▶ [Entries provided]:

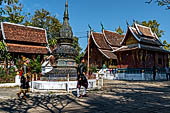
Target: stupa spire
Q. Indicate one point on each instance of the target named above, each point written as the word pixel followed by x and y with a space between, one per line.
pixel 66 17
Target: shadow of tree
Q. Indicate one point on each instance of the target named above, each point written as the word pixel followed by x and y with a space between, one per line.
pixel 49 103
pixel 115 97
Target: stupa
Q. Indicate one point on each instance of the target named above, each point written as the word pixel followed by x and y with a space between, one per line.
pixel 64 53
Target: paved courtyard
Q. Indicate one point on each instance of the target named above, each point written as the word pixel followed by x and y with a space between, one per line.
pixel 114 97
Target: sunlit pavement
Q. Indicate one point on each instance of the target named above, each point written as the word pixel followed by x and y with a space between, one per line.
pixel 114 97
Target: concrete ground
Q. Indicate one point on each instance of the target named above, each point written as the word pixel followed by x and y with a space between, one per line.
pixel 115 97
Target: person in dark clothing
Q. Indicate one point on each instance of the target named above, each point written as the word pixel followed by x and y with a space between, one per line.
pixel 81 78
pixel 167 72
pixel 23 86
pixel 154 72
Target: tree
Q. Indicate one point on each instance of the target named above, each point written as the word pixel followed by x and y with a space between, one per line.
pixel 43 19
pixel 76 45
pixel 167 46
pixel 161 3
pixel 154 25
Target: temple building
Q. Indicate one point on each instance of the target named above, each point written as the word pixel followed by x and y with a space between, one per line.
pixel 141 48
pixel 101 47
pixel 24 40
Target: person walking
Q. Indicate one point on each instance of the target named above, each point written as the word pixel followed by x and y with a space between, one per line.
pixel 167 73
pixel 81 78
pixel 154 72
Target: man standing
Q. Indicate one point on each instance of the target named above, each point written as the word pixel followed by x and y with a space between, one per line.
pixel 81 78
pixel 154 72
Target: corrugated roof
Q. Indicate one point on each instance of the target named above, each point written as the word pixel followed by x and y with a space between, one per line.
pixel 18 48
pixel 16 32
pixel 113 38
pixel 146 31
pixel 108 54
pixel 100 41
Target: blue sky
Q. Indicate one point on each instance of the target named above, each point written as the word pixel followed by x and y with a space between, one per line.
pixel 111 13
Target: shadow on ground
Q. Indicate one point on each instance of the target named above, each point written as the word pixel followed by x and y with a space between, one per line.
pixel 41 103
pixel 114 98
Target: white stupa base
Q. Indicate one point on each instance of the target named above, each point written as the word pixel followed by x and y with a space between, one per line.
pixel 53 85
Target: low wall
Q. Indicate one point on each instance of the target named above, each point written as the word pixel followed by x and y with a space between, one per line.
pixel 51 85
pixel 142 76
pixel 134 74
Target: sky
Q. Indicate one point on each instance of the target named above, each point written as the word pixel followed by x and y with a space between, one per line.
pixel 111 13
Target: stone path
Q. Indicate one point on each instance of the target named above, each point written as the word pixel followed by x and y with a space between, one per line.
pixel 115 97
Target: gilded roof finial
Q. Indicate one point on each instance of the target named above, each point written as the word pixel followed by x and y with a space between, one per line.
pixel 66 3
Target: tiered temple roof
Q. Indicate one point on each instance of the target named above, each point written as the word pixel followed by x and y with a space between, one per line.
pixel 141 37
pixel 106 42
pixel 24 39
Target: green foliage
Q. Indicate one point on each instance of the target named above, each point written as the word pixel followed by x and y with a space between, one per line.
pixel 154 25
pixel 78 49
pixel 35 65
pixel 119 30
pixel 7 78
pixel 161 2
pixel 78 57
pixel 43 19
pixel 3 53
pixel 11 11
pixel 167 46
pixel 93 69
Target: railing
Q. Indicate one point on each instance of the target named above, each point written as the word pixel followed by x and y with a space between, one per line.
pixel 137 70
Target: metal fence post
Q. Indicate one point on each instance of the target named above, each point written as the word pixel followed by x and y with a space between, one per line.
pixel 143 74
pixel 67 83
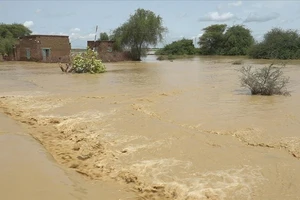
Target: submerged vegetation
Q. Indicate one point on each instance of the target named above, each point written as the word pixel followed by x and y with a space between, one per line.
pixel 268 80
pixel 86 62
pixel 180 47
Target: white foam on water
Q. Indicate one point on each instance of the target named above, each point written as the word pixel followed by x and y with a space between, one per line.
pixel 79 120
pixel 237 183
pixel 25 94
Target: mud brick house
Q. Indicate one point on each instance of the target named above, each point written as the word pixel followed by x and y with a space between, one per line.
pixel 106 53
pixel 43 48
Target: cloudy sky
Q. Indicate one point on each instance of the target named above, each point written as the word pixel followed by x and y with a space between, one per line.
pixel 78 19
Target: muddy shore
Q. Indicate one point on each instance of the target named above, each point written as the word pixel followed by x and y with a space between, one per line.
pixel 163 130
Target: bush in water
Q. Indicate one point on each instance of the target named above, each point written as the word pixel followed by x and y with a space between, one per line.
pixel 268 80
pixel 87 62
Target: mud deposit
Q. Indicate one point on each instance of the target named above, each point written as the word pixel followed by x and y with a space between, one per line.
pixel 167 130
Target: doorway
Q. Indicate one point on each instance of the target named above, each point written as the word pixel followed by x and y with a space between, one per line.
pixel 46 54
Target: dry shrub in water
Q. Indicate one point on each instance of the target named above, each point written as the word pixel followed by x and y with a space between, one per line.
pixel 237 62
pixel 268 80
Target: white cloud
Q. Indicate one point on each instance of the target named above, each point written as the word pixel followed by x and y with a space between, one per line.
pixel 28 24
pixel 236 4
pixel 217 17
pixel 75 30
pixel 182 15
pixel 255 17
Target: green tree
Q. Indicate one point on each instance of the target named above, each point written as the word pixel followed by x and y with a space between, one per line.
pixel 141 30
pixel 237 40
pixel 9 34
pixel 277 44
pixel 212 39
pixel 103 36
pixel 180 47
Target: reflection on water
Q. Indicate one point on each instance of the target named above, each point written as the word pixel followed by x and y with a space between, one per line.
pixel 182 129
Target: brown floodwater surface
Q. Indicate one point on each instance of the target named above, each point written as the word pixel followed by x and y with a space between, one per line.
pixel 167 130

* * *

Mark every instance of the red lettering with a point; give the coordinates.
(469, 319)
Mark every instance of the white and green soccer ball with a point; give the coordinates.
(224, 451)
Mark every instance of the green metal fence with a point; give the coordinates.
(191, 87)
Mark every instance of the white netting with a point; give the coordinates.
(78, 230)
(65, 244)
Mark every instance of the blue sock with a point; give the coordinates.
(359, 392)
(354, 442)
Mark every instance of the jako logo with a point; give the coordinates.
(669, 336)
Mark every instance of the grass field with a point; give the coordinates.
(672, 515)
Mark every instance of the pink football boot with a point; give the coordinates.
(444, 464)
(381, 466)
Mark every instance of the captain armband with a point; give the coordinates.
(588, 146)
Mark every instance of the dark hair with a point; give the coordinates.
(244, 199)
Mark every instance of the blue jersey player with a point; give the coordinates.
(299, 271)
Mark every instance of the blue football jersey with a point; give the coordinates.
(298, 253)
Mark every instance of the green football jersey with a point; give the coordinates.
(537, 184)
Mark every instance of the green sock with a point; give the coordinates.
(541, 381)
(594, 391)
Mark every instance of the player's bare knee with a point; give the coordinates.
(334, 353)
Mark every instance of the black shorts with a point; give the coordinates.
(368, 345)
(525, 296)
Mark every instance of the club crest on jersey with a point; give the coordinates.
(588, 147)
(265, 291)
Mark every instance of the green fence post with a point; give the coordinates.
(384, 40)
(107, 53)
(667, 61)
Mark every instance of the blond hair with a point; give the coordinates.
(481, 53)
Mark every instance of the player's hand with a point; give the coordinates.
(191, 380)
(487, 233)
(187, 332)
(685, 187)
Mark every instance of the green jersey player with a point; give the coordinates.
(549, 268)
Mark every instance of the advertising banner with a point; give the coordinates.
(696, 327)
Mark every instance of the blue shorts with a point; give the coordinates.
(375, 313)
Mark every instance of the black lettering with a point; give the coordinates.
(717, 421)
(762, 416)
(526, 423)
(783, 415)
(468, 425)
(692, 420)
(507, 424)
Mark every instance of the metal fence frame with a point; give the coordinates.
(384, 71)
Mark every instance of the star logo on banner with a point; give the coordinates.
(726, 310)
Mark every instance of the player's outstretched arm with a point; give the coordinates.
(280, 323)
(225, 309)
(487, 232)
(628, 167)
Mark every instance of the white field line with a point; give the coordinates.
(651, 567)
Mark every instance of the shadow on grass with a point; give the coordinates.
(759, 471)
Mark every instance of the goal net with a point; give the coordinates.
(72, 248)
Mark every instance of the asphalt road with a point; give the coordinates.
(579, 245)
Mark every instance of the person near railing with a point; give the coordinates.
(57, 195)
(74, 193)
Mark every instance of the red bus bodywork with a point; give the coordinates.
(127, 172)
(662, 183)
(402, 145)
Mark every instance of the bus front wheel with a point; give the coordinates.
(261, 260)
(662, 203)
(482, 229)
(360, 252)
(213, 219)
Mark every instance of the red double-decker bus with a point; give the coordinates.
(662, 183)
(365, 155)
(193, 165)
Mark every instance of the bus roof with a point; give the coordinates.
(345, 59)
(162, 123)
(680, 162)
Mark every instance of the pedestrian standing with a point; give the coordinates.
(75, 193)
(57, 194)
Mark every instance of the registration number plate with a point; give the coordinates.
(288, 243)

* * *

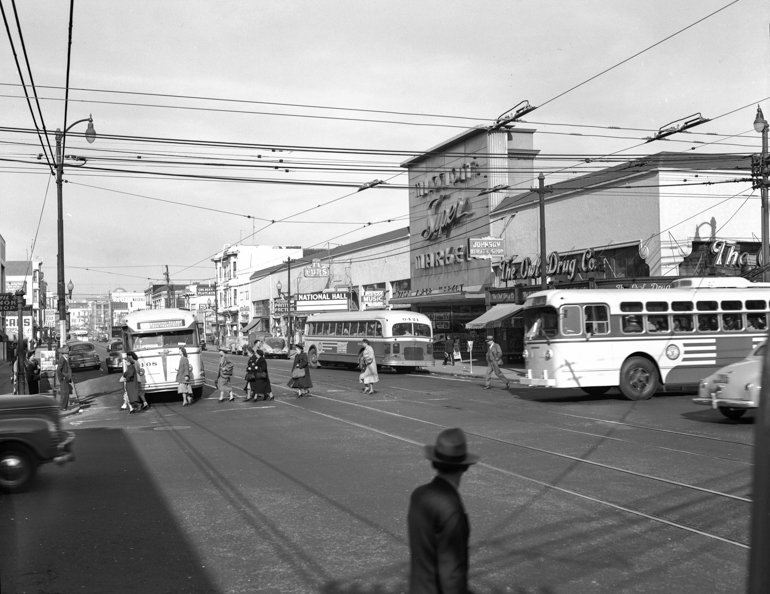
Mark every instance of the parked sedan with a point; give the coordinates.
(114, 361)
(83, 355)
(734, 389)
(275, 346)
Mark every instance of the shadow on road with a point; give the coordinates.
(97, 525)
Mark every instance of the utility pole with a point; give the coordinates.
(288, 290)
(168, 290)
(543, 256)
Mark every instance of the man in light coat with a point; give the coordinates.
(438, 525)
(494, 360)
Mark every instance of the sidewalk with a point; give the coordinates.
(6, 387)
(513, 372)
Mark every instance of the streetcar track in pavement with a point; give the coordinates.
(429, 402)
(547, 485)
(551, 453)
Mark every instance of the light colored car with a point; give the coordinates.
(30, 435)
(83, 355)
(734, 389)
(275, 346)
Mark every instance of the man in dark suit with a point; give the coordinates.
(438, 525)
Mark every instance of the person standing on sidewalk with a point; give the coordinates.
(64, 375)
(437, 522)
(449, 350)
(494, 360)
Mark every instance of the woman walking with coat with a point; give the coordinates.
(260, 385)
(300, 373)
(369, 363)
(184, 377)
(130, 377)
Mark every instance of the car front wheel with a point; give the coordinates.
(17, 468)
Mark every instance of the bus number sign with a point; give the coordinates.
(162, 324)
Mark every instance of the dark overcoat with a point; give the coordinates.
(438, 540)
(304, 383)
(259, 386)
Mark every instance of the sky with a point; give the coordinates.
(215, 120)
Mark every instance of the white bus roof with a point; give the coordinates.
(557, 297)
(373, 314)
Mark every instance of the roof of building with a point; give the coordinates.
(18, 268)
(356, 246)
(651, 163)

▶ [Exercise prompt]: Within the records above, find every line containing "ground" and report only how many there are.

▶ [Solution to this exercise]: 2